What the exercise asks:
Reproduce exactly the lines beginning with the line that contains "Question. For each instance of the yellow tank" and ending at the final line of the material below.

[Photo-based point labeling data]
==========

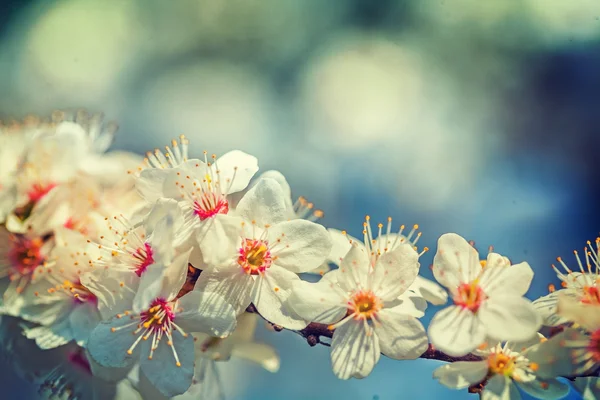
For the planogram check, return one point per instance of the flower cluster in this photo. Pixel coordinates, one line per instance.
(134, 278)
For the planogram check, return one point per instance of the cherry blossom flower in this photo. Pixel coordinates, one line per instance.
(62, 373)
(421, 288)
(488, 301)
(157, 333)
(212, 355)
(24, 249)
(362, 305)
(66, 310)
(503, 369)
(202, 187)
(143, 249)
(583, 285)
(255, 258)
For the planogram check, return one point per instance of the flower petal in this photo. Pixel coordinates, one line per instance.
(234, 286)
(586, 315)
(514, 279)
(500, 387)
(588, 387)
(174, 276)
(395, 271)
(264, 203)
(546, 306)
(354, 353)
(456, 331)
(83, 320)
(461, 374)
(299, 245)
(162, 370)
(206, 312)
(508, 317)
(401, 337)
(219, 239)
(235, 169)
(259, 353)
(354, 268)
(269, 295)
(430, 291)
(109, 348)
(340, 246)
(321, 302)
(550, 389)
(456, 261)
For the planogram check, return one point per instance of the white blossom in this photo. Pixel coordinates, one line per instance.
(157, 333)
(488, 300)
(254, 258)
(583, 285)
(361, 304)
(503, 368)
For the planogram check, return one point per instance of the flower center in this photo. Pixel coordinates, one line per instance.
(469, 296)
(78, 359)
(364, 305)
(255, 256)
(158, 315)
(591, 295)
(500, 363)
(209, 204)
(39, 190)
(594, 345)
(25, 255)
(80, 293)
(144, 258)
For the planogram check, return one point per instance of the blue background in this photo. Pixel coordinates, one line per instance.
(461, 116)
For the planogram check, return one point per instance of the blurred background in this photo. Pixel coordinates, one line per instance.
(481, 118)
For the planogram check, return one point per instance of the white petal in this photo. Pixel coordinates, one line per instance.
(262, 354)
(509, 318)
(553, 356)
(353, 352)
(514, 279)
(340, 246)
(321, 302)
(546, 306)
(456, 331)
(206, 312)
(299, 245)
(430, 291)
(269, 295)
(83, 320)
(174, 276)
(220, 239)
(50, 337)
(395, 271)
(236, 168)
(162, 370)
(456, 261)
(285, 187)
(114, 290)
(354, 268)
(586, 315)
(108, 348)
(264, 203)
(461, 374)
(149, 184)
(500, 387)
(588, 387)
(234, 286)
(401, 337)
(151, 283)
(409, 304)
(550, 389)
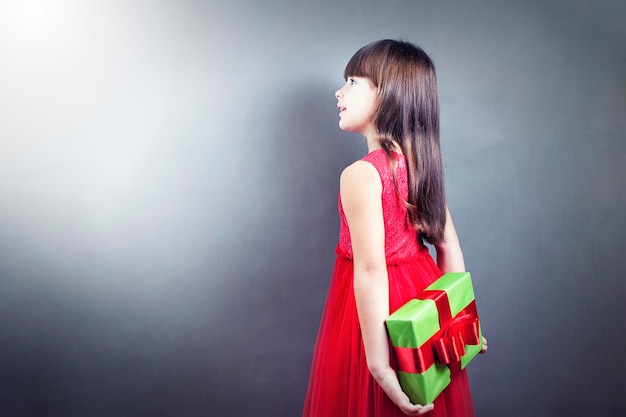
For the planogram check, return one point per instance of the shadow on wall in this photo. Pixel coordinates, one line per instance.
(286, 270)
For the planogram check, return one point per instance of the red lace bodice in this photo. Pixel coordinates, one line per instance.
(401, 242)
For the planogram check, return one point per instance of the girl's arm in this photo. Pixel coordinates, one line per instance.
(449, 254)
(361, 191)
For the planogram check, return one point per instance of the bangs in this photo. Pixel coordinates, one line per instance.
(366, 62)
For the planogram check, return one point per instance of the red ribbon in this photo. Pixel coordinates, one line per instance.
(447, 346)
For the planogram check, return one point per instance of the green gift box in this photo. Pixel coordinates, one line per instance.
(434, 336)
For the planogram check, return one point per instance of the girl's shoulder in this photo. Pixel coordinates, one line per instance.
(358, 175)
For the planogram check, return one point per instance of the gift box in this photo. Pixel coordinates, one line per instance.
(434, 336)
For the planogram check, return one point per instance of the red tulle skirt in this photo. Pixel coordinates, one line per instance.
(340, 383)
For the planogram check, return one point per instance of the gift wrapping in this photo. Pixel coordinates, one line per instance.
(434, 336)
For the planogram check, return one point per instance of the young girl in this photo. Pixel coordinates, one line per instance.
(389, 202)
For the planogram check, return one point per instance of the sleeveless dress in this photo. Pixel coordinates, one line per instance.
(340, 383)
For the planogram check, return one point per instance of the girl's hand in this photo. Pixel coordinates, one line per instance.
(388, 380)
(484, 348)
(414, 409)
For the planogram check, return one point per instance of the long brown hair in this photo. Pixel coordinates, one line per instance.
(408, 114)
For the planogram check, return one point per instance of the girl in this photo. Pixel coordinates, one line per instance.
(389, 203)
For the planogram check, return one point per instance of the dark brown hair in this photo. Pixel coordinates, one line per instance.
(408, 114)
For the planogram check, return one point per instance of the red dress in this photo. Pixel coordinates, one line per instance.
(340, 384)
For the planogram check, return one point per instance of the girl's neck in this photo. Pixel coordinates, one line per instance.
(373, 143)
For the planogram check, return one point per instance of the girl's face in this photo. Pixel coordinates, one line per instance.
(357, 100)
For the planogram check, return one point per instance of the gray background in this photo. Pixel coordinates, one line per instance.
(168, 184)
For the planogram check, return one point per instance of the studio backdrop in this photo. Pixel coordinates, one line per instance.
(168, 198)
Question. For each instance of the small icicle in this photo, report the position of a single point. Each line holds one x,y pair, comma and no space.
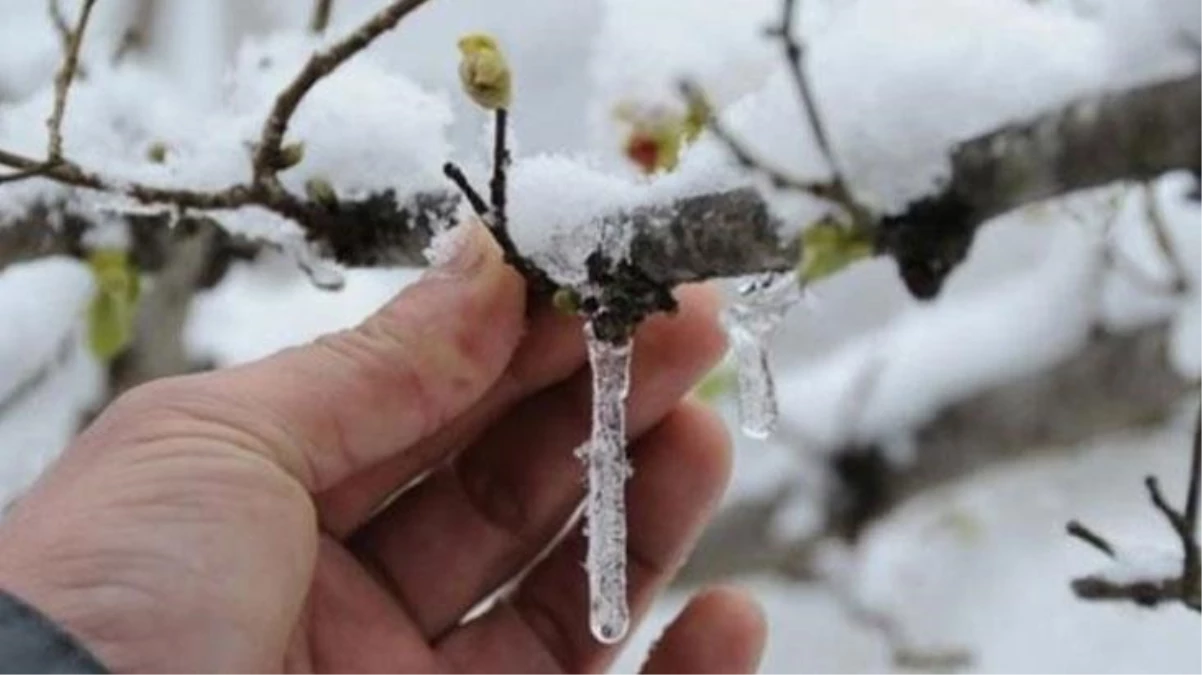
321,273
605,453
750,322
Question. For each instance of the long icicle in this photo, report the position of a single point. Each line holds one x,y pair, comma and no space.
605,453
750,322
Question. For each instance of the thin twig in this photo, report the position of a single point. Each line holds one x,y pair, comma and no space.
1158,500
1183,587
1088,536
321,12
498,185
779,178
795,58
59,21
1190,577
136,34
63,82
319,66
456,174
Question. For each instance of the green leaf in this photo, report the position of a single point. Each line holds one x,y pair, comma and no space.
113,309
720,382
109,327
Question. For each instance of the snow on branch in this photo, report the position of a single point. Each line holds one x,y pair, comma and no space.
1125,136
1164,578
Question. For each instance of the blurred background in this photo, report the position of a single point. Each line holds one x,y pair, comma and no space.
909,514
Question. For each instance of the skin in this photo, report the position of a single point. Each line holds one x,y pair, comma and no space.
239,521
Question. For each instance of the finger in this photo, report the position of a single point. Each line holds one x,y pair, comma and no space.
549,353
346,607
720,632
349,400
680,470
481,520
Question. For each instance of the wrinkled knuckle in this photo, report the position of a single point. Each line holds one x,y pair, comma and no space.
495,499
388,365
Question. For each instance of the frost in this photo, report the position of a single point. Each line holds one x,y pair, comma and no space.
321,273
605,454
751,321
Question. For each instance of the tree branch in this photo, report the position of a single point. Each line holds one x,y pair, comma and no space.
1130,136
1183,587
322,64
321,12
1114,382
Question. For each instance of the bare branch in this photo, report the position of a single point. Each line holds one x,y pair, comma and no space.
321,65
137,34
63,82
1089,537
1184,587
1116,382
779,178
1130,136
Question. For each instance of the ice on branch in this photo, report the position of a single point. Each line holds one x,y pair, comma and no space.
605,454
321,273
750,322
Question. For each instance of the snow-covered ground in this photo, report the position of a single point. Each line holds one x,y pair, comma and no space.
982,566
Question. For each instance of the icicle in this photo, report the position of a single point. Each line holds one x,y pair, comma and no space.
751,321
605,453
321,273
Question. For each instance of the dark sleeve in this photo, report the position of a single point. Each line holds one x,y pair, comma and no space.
31,644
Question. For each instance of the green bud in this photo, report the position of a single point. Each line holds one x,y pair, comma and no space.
291,155
320,191
828,248
112,312
566,302
158,153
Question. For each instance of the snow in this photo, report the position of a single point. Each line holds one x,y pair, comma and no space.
982,565
1137,565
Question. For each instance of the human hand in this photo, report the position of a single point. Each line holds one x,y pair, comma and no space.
239,521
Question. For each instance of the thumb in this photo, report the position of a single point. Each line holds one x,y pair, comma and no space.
351,399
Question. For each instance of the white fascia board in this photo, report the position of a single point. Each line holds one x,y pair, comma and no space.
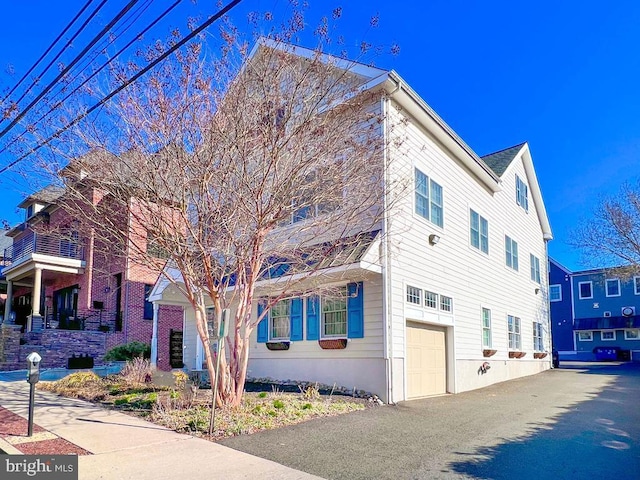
409,100
536,193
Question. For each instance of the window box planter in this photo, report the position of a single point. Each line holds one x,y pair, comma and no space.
333,344
278,345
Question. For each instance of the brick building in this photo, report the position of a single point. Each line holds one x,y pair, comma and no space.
72,291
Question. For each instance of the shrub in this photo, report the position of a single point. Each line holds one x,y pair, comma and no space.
128,351
137,370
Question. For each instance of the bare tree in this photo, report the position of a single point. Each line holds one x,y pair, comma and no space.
611,236
255,167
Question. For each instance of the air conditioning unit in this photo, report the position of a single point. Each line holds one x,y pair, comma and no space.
628,311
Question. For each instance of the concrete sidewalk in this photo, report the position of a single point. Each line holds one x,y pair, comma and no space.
125,447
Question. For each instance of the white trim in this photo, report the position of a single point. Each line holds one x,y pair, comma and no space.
559,285
589,332
606,287
608,339
637,330
580,290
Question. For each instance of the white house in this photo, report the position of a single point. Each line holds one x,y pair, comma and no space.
450,292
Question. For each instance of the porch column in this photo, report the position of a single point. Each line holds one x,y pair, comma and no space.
35,319
154,337
7,305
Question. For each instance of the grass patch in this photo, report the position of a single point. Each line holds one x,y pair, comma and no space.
187,410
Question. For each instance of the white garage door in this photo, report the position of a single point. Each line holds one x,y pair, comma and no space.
426,361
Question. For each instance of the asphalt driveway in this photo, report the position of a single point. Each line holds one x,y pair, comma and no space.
579,421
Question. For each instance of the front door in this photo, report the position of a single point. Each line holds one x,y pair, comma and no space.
65,307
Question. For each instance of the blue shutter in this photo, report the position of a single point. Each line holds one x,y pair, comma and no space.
296,319
355,311
313,317
263,326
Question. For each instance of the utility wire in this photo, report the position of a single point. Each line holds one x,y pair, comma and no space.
46,52
197,31
88,79
99,49
69,42
70,66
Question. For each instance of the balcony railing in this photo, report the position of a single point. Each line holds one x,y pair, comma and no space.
44,245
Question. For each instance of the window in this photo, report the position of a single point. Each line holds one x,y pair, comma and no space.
334,314
479,232
612,286
538,345
414,295
429,202
555,293
431,299
585,290
280,320
608,335
535,268
585,336
486,328
148,306
515,341
522,194
511,252
446,303
632,334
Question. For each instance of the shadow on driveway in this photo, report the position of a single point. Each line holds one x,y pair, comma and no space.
565,423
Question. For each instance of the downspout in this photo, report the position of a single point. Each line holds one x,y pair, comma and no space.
548,301
386,264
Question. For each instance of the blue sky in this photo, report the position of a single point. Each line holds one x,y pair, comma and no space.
561,75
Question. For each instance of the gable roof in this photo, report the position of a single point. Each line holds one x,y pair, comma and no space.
47,195
500,160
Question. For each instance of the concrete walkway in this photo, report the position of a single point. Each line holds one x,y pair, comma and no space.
126,447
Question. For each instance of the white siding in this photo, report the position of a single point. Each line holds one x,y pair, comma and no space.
456,269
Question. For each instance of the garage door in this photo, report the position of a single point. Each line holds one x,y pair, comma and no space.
426,361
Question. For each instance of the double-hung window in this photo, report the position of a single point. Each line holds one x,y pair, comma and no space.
280,321
511,252
538,345
429,199
555,293
486,328
515,340
612,287
334,314
585,290
479,231
414,295
535,268
522,194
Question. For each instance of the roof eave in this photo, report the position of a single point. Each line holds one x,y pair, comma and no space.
402,93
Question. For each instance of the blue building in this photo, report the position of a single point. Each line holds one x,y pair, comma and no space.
604,313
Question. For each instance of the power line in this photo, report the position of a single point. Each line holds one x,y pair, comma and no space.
69,42
194,33
68,67
88,79
46,52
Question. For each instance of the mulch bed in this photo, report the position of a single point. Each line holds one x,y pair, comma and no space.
13,429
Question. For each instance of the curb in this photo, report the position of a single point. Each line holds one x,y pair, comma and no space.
9,449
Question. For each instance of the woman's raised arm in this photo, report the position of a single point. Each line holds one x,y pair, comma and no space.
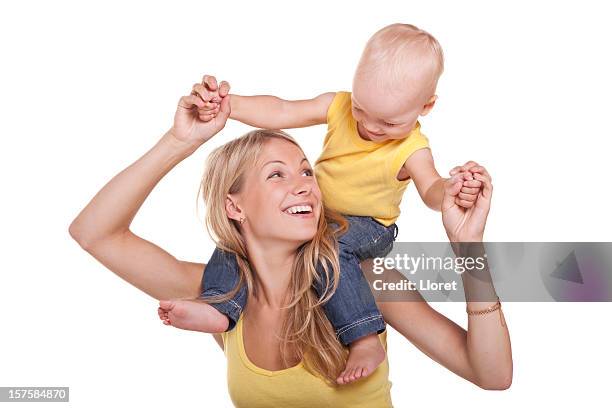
102,228
482,354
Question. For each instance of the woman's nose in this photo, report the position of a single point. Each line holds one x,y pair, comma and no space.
303,187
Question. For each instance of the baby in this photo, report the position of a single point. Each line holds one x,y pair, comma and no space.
373,149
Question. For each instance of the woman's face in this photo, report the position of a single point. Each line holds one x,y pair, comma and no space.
281,199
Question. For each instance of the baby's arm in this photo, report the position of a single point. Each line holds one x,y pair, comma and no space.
430,185
271,112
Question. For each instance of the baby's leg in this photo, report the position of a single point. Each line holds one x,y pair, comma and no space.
220,277
352,309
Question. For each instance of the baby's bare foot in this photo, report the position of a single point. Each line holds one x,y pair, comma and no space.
365,355
192,315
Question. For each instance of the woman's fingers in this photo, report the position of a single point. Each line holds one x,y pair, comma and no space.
205,93
470,190
481,170
454,170
210,81
487,189
224,89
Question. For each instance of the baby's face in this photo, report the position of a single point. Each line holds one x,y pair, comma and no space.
381,115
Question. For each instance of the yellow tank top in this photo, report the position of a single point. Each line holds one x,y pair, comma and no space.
254,387
357,176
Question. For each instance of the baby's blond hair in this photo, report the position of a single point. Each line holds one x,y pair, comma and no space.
399,52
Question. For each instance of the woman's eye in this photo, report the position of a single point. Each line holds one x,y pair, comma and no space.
276,173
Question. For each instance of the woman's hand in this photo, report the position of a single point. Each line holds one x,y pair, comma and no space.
189,127
466,224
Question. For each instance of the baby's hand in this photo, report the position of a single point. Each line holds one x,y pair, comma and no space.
211,93
471,187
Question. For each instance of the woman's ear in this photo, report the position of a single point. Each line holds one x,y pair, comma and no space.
232,209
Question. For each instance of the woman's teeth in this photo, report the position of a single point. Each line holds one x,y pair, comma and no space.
299,208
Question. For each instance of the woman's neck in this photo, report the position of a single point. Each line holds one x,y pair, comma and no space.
273,265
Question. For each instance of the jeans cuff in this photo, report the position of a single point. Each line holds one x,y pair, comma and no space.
229,308
359,328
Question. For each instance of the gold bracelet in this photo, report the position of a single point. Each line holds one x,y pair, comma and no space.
496,306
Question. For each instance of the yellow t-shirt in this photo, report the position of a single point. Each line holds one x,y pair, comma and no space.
254,387
357,176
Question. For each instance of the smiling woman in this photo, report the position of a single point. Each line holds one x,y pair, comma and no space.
283,341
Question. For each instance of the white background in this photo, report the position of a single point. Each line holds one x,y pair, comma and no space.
87,88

==========

Result:
Question. For each instance of the yellow tank top in this photo, report the position of a single point. Each line holds one x,y pair, comma and no space.
254,387
357,176
Question. For each instance of the baby's blond hair in this photo, report the position of a single point. Each line holds one x,y pair, comma and no space.
399,52
Question. For each instance of the woman's eye in this photo, report the position of a single point. Each line holds one x,y pair, comma and no space.
276,173
Question. For each instance of the woman's hand in this photo, report the position of a single point. Each line holds one x,y pair, comma and no space.
189,127
466,224
Question. For each instance of the baby's hand in this photo, report the position of a single point. Each line holds one x,y pair, comma and no space.
211,93
471,187
Question. For each instance of the woman's ear in this photo, report the position of a single point. Each line holds one x,y pair, comma and no space.
232,209
Question. For each instance of the woman's teeth in this photo, report the position of a single point. Each line holds one x,y pair, comma and no space.
299,208
Question. For each instance of the woman's neck in this photo, report the position of a single point. Each line holds one x,y pair, comma and no space.
273,265
Question. For each instance of the jeans cuff in this photo, report the position of a single point. Each line holds one x,y pair, comma and no space.
229,308
359,328
Question. For each instance of the gold bracelet in this photo, report the position of a single point. Each line holds one x,y pair, comma and no space.
496,306
Question. For each instance of the yellow t-shirt in this photo, report the position of a single point. Each line holds one x,y pair, comma and no space.
254,387
357,176
Question. For each instance of the smiling woman in this photo, report the position of a single point. Each line holds one x,y pair, comma and no space.
283,341
Question. For each instance of the white background in this photo, report the position of a single point. Each line holds one x,y pair, comma and no space.
87,88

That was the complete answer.